++++ Document section
The free online tally counter that actually scales
A tally counter is one of the simplest tools out there. You click a button, the number goes up. That is it. But once you start tracking more than one thing, the simple tool gets messy fast. People at the door versus kids in the door. Adults in lane one versus kids in lane two. Beers, sodas, waters at a bar count. The classic handheld metal clicker can only count one thing at a time, and most online tally counters cap you at nine counters before they ask for money. This one does not.
How this tally counter is different
You can add unlimited counters in this browser. Name each one whatever you want, set its own color tag, and pick its own step size. A door count might add 1 per click. A pallet count might add 12. A heart-rate interval might add 5. Every counter remembers its own settings, and a live total at the top of the page sums them all so you always see the big picture.
Keyboard shortcuts are first-class. Click any counter to focus it, then hammer the spacebar, the plus key, or any arrow key to add. Minus or left or down to subtract. R to reset that counter. N to open a brand new one. The whole thing is faster than reaching for a mouse, and it works just as well on a laptop trackpad as a fancy mechanical keyboard.
Saves to your browser, no signup required
Every counter, every name, every value, every step size, every color is saved to your browser local storage as you go. There is no account, no email field, no upgrade banner. Close the tab and come back next week and your counts are still here. The only catch is the same as every browser tool: if you clear your browser data, the counts go too. So if you are tracking something important, hit Export CSV once a day and keep a backup.
++++++++
++++ The data
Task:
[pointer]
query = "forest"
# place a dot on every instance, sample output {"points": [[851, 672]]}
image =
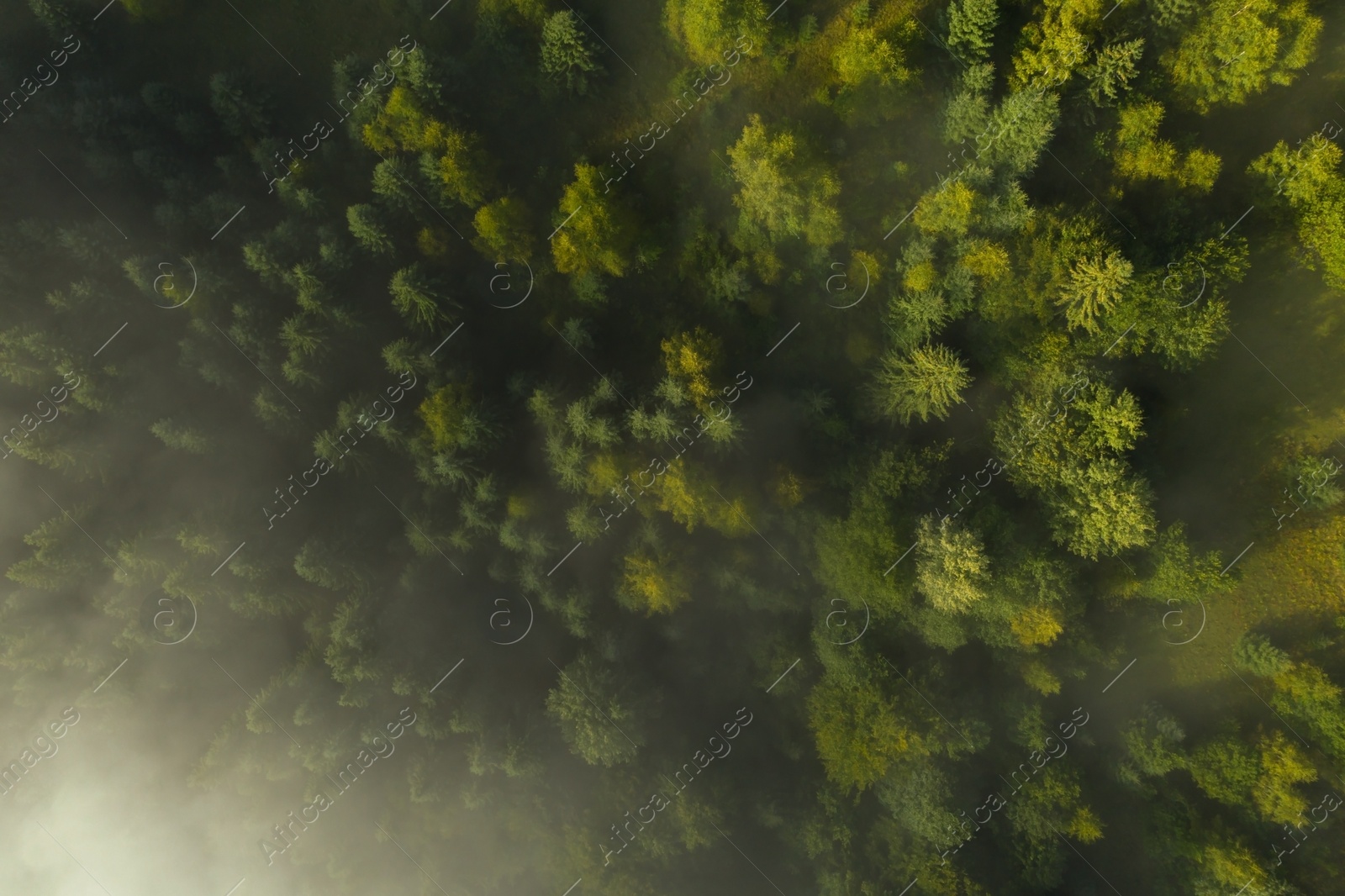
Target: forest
{"points": [[335, 347]]}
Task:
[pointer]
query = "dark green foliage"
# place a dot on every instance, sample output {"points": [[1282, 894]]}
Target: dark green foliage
{"points": [[804, 427], [568, 54]]}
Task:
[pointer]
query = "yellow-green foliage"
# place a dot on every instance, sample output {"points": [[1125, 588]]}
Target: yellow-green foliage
{"points": [[1316, 192], [598, 235], [1142, 156], [1237, 49]]}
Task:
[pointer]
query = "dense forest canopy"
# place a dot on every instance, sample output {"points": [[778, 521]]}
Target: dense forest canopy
{"points": [[845, 447]]}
++++++++
Work item =>
Reproduce the tally counter text between "How this tally" and "the big picture.", inclusive, changing "pallet" to "crate".

Written solution =>
How this tally counter is different
You can add unlimited counters in this browser. Name each one whatever you want, set its own color tag, and pick its own step size. A door count might add 1 per click. A crate count might add 12. A heart-rate interval might add 5. Every counter remembers its own settings, and a live total at the top of the page sums them all so you always see the big picture.